* Problem details:
Write every entry out again, exactly as given.

(Data items)
● ● ● ● ●
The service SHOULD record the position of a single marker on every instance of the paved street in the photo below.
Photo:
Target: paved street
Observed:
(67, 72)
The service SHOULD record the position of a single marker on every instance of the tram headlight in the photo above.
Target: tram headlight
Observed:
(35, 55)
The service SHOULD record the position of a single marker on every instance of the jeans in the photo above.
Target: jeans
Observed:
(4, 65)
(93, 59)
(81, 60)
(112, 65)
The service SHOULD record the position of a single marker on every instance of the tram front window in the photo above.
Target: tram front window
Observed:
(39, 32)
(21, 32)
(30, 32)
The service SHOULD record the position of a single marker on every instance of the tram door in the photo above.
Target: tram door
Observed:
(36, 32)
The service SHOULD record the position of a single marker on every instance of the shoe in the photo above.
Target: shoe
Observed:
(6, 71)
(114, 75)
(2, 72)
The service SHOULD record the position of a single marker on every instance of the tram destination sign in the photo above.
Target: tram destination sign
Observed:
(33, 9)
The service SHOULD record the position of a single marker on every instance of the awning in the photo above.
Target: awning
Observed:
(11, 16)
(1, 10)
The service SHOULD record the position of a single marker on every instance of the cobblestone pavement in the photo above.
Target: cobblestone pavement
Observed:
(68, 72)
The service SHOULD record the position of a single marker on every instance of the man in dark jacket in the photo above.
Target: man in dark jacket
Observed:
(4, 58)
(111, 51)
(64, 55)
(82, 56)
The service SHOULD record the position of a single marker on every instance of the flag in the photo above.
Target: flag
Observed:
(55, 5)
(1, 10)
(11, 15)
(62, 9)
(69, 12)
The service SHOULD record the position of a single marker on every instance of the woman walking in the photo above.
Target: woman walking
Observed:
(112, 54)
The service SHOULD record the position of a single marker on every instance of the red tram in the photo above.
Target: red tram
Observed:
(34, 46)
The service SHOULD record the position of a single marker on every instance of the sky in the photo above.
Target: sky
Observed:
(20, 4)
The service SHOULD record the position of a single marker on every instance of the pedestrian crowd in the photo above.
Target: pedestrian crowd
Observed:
● ● ● ● ●
* Result:
The service SHOULD record the position of a single marker on every instance of the paved street in the photo below.
Photo:
Target: paved street
Observed:
(67, 72)
The service SHOULD record the position of a single marker on every instance of the tram headlight in the photo above.
Target: tram headlight
Observed:
(35, 55)
The service SHOULD record the position of a single marker on every instance of the jeans in the photo above.
Target: jeans
Observed:
(4, 65)
(93, 59)
(81, 60)
(112, 65)
The service SHOULD record the position of a single marker on every instance of the tram front window in the photo above.
Target: tram front window
Observed:
(39, 32)
(21, 32)
(30, 32)
The service SHOULD record the position of a single marker on every instance of the tram door in the photo above.
Target: tram door
Observed:
(36, 32)
The service SHOULD record the position of a single marker on every instance of the shoe in the photo above.
Target: shoe
Observed:
(6, 71)
(114, 75)
(2, 72)
The service SHOULD record the position of a single marker on every instance of the tram destination sign in the photo above.
Target: tram destination sign
Observed:
(33, 9)
The service SHOULD record the position of a single marker on every instance of the awning in the photo above.
Target: awning
Observed:
(11, 16)
(1, 10)
The service SHOULD record the position of a single marker on every instance of the cobblestone pavement in the photo above.
Target: cobblestone pavement
Observed:
(68, 72)
The service SHOULD record the position of a single marker on every instance of the man in dark jacket in the photo above.
Target: man in dark jacket
Observed:
(4, 58)
(111, 51)
(64, 55)
(82, 56)
The service SHOULD record the position of a single marker on every instance of the flag in the photo above.
Target: flag
Observed:
(55, 5)
(1, 10)
(11, 15)
(62, 9)
(69, 12)
The service SHOULD record the position of a single marker on every instance of the woman walking in the photo above.
Target: woman walking
Observed:
(112, 54)
The service SHOULD record the position of a single marker on every instance of the red tram in the photo above.
Target: red tram
Observed:
(34, 46)
The service SHOULD record the position of a single marker on every instance of the sky in the photo above.
Target: sky
Observed:
(20, 4)
The service SHOULD record the position of a single marker on every instance of the pedestrian crowd in the photo above.
Target: pedestrian crowd
Observed:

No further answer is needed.